### Data to use ###

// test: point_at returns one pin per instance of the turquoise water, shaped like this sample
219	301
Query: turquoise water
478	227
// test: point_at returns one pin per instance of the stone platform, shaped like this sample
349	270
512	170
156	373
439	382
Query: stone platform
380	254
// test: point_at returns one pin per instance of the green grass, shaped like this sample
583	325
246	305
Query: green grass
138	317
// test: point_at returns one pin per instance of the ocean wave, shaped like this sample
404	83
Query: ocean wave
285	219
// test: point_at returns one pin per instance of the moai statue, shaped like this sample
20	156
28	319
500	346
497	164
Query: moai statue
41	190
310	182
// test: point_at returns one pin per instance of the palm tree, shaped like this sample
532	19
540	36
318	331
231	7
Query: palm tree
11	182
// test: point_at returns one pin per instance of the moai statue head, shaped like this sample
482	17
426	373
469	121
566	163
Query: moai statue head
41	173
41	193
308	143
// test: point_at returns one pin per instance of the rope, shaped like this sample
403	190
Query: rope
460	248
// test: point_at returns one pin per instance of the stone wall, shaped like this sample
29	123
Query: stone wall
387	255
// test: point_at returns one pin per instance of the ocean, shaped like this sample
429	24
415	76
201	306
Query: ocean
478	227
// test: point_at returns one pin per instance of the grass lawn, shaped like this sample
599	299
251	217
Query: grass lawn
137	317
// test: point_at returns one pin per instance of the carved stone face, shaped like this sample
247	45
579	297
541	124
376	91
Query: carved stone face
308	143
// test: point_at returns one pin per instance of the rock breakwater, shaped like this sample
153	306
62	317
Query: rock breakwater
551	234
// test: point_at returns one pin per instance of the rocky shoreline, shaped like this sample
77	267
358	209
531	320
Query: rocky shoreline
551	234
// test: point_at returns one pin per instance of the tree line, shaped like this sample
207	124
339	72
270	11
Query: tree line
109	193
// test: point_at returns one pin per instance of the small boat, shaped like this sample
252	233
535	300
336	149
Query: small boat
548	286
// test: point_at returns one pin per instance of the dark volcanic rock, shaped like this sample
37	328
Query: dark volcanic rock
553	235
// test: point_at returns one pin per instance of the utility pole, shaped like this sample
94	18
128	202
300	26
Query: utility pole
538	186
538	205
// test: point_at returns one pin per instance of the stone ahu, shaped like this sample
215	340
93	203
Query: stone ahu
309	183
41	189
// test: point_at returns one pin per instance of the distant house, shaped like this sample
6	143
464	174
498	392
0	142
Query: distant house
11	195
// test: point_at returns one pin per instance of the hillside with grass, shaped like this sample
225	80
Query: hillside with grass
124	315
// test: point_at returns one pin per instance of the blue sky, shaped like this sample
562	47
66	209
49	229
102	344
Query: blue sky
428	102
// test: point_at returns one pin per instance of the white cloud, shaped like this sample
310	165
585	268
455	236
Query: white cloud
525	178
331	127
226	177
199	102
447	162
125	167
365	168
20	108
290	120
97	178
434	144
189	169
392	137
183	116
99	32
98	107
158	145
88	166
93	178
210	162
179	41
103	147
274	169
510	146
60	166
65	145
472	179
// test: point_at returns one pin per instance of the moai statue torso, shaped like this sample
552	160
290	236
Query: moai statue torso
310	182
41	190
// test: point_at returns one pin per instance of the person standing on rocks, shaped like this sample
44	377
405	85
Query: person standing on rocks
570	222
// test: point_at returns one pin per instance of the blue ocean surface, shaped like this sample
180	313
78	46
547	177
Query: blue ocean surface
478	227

###
### Data to use ###

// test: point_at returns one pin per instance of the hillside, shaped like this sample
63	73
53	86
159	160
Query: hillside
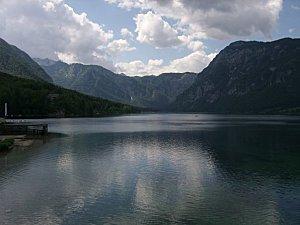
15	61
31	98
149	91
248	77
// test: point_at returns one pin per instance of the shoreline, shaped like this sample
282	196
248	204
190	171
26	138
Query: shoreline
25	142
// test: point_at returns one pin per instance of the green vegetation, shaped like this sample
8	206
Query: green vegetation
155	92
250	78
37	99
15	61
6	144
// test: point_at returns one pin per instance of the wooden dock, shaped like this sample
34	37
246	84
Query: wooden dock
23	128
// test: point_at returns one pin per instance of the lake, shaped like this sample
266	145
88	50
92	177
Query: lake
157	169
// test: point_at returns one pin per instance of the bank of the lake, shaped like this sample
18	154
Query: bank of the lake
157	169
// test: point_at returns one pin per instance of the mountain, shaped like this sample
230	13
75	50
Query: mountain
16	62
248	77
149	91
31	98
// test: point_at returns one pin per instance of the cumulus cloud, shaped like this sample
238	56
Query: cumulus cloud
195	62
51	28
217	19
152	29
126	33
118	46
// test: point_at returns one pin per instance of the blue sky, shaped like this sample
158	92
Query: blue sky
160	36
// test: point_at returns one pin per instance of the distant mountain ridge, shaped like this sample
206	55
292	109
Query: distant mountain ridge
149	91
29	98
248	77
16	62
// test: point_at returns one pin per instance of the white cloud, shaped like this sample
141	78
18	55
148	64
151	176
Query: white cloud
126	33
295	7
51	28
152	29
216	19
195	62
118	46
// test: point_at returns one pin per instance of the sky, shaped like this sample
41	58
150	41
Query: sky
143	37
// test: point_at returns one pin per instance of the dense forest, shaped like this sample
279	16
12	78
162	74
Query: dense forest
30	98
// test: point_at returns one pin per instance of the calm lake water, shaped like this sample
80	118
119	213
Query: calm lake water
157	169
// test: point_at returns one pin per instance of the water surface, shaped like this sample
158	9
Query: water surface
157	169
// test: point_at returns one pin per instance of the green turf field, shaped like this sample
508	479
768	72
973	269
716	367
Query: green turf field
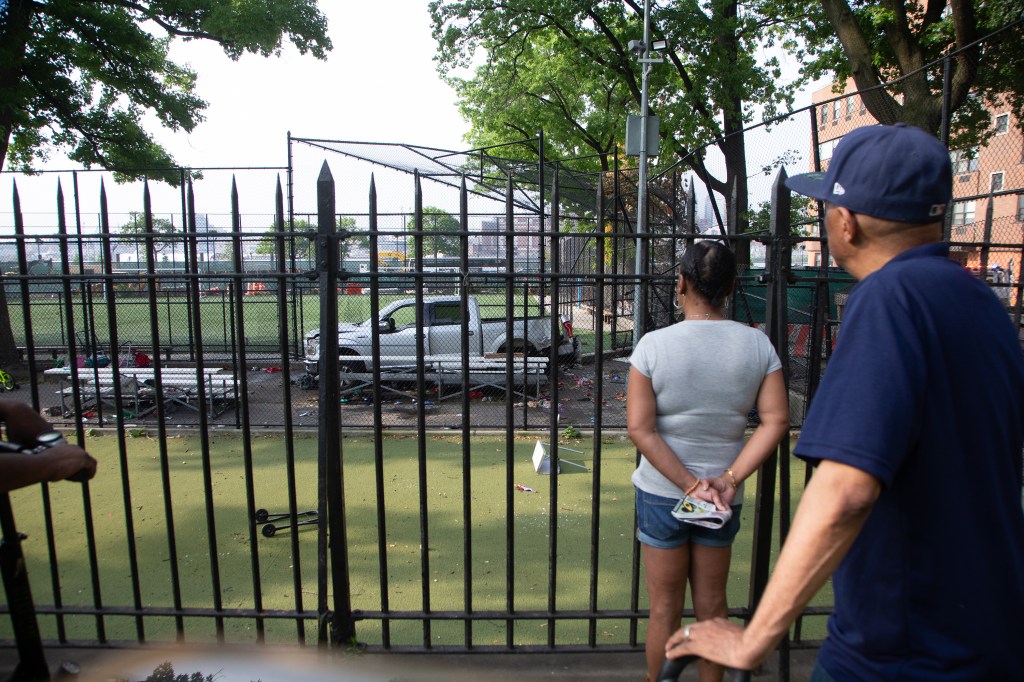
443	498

###
### Data to use ###

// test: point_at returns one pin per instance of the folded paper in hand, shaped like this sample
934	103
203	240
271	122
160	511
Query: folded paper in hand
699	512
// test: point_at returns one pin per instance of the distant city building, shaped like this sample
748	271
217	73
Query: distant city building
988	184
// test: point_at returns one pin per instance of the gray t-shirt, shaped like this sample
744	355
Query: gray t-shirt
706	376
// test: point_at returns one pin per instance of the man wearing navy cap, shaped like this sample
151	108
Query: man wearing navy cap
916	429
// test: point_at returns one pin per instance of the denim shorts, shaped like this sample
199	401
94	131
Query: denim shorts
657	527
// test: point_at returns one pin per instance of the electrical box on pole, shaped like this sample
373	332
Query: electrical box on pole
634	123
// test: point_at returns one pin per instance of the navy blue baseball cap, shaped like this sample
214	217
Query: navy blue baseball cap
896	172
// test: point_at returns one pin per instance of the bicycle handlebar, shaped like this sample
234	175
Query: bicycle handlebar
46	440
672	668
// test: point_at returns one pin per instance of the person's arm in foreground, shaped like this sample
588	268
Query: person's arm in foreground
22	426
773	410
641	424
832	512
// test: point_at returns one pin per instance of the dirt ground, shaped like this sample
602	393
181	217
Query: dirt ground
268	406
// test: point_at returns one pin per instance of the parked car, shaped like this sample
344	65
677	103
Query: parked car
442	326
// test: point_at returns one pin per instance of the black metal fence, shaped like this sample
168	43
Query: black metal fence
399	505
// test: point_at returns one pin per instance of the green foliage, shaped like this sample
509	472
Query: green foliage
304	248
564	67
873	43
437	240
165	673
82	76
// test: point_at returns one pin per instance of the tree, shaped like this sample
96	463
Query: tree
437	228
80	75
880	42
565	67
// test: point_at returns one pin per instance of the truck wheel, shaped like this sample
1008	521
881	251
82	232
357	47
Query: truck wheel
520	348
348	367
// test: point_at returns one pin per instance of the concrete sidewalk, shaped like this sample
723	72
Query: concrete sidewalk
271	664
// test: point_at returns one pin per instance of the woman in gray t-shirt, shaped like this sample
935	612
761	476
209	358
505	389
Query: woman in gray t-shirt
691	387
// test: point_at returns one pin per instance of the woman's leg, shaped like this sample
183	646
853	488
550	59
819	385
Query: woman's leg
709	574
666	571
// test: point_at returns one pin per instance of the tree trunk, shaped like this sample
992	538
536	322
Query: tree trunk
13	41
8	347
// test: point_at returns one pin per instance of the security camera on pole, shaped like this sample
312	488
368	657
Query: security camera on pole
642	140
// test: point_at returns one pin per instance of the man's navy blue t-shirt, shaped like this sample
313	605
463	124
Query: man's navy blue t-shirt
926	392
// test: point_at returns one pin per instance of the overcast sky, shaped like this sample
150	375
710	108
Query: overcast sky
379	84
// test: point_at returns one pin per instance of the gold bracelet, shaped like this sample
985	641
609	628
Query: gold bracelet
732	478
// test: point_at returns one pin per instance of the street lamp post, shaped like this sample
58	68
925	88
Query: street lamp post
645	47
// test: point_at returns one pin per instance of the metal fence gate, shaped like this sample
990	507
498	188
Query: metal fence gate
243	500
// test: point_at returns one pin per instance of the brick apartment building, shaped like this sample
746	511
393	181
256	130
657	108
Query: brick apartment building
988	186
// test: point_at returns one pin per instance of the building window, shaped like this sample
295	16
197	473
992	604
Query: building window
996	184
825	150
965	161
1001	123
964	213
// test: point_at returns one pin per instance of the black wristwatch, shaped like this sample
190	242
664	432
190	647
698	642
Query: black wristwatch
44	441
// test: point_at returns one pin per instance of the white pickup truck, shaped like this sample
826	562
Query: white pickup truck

###

Select and copy each line of the material above that contains the word "statue". Matching is case-sensitive.

The answer ▸
// test: point_at returns one pin per instance of the moai statue, shaped like this sample
Query: moai statue
// test: point_at returns one pin per instance of the moai statue head, shaped like this sample
Query: moai statue head
// test: point_at returns one pin per instance of the moai statue torso, shaped like this sample
Query: moai statue torso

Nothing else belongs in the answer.